=== EXCERPTED TEXT ===
-----
Alamo Express provides mission essential training

  • Published
  • By Minnie Jones
  • 433rd Airlift Wing Public Affairs

More than 100 Airmen from the 433rd Airlift Wing with Joint Base San Antonio-Lackland arrived at Naval Air Station Corpus Christi, Texas, to participate in the exercise Alamo Express Sept. 15-19, 2016. The Alamo Express is the 433rd AW’s premier training exercise, which prepares Airmen for real-world situations.

 

“Alamo Express is a local exercise for the wing, piggybacking on a larger contingency plan for the Air Force Reserve," said Maj. John Sebesta, 68th Airlift Squadron acting officer in charge of Alamo Express. "It was to demonstrate to, not only the wing, but also AFRC, that when they give us the call, we can do it.”

 

“We are demonstrating the C-5M’s capabilities; we are demonstrating the 433rd Airlift Wing personnel's abilities to deploy and the 68th's abilities to operate and for them to get us where we need to go,” said Sebesta.
-----
=== INFORMATION PROVIDED ===
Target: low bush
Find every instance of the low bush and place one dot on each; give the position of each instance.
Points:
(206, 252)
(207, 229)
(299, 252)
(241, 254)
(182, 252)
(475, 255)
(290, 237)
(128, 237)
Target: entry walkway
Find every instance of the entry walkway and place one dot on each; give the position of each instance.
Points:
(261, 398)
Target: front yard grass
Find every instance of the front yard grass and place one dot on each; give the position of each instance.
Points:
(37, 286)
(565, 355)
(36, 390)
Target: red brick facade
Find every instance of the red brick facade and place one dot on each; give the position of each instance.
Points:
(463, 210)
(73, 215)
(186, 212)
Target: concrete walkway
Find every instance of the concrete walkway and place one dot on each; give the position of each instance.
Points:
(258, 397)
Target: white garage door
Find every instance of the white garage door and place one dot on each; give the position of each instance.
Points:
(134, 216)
-----
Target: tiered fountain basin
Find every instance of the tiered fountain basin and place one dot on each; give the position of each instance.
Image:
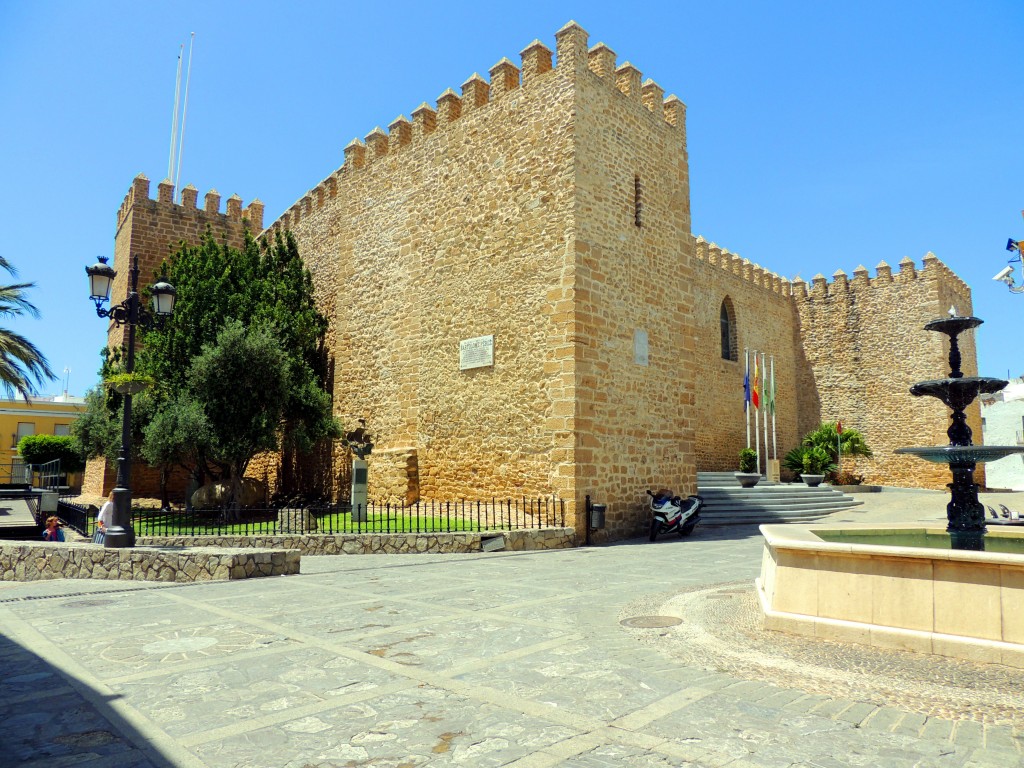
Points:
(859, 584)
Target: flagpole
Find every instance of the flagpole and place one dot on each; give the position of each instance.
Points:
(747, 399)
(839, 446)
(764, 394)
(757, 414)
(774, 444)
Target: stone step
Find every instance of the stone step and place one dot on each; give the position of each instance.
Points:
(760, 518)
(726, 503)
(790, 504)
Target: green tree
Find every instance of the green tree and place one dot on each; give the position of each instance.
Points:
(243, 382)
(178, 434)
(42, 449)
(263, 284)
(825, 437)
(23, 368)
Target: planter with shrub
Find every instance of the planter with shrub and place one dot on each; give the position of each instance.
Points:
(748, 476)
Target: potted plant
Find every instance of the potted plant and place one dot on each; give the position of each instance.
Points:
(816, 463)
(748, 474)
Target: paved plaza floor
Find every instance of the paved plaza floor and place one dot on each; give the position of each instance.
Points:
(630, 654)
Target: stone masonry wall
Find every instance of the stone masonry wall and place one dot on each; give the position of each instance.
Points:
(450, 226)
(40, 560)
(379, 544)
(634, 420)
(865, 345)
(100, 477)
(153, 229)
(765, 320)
-----
=== THE PROBLEM ===
Reproduce the full Alamo Express article from above, word for word.

=== OUTPUT BELOW ===
Alamo Express provides mission essential training

  • Published
  • By Minnie Jones
  • 433rd Airlift Wing Public Affairs

More than 100 Airmen from the 433rd Airlift Wing with Joint Base San Antonio-Lackland arrived at Naval Air Station Corpus Christi, Texas, to participate in the exercise Alamo Express Sept. 15-19, 2016. The Alamo Express is the 433rd AW’s premier training exercise, which prepares Airmen for real-world situations.

 

“Alamo Express is a local exercise for the wing, piggybacking on a larger contingency plan for the Air Force Reserve," said Maj. John Sebesta, 68th Airlift Squadron acting officer in charge of Alamo Express. "It was to demonstrate to, not only the wing, but also AFRC, that when they give us the call, we can do it.”

 

“We are demonstrating the C-5M’s capabilities; we are demonstrating the 433rd Airlift Wing personnel's abilities to deploy and the 68th's abilities to operate and for them to get us where we need to go,” said Sebesta.